**Written tasks**
1: In the page text on mathematical modelling, what other name does it give for the natural numbers?
2: Continue the passage on counting apples with natural numbers, starting after its last sentence.

**Page text**
That’s essentially a simple form of mathematical modelling of a physical problem, and using this model, we can derive (true) statements about physical reality: if we remove 3 apples from our stash of 7, we’re left with 4.

Now why, you might ask, does this operation we’ve just performed – subtraction – relate to the physical world at all? Basically, this is due to the construction of the natural numbers, also called counting numbers: each natural number has a successor which is also a natural number, and the natural numbers are well ordered, which means that for two numbers m != n (!= : ‘not equal’), either the relation m > n or m < n must hold (so, one of them’s the bigger one).

This means we can count the apples: we identify the smallest number of apples we can possess with the smallest element of the natural numbers (0 or 1, depending on whether you’d say that no apples is a number of apples as well – let’s just go with 1, the reasoning will be identical in this case), and gradually add apples to our stash, and identify each subsequently larger number of apples with the next element in the natural numbers – 2 apples, 3 apples, and so forth.

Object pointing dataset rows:

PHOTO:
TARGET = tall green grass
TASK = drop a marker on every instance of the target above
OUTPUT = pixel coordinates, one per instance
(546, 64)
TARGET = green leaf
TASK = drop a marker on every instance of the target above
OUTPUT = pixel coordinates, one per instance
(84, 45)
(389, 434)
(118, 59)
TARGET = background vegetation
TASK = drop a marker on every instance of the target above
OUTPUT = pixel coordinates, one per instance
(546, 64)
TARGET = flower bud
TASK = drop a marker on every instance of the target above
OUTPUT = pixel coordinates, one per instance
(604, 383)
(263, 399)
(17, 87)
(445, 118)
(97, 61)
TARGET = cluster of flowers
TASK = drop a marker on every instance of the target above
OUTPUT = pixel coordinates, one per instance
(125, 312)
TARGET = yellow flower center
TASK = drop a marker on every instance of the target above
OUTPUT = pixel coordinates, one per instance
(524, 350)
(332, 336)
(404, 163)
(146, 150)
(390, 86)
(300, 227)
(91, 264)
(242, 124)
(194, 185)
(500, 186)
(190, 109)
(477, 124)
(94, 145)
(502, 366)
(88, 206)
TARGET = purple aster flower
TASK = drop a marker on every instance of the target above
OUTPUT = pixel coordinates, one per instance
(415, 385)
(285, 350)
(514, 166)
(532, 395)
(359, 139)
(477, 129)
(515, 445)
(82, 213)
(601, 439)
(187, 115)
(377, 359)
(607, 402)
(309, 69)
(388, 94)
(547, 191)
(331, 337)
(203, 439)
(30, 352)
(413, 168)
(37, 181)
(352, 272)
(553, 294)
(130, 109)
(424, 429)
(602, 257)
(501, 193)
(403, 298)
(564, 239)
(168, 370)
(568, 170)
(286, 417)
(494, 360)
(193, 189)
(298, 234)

**Set of answers**
1: Counting numbers.

2:
Then, we can define the addition of apples: adding a given number of apples to our stash is the same as adding the two representative natural numbers (the amounts of apples in each stash), because if you add 4 apples to 3 apples, it’s the same as adding one apple 4 times.

And subtraction, then, works exactly the same way, only by removing apples, and using the predecessor in the natural numbers as representation of your amount of apples until you’ve got none left.

Now, why did I go through all of this in all its ridiculous detail? Because, essentially, that’s how all mathematical modelling works: identifying a physical property (number of apples) with a mathematical object (natural number), and then manipulating that object according to the rules of an appropriate structure (the set of the natural numbers, in this case).

Thus, if your identification is correct, you can derive valid predictions from your manipulation of abstract mathematical concepts, the same way we can say that we’ll have 4 apples left from our previous 7 if we eat 3.

Nitpick: In technical terms, you appear to be discussing the property of being “linearly ordered”, also known as “totally ordered”. That the natural numbers are furthermore “well ordered” is the stronger claim that, to put it one way, there are no infinitely descending sequences of natural numbers.

You’re right, of course, I tend to fudge my jargon a bit sometimes.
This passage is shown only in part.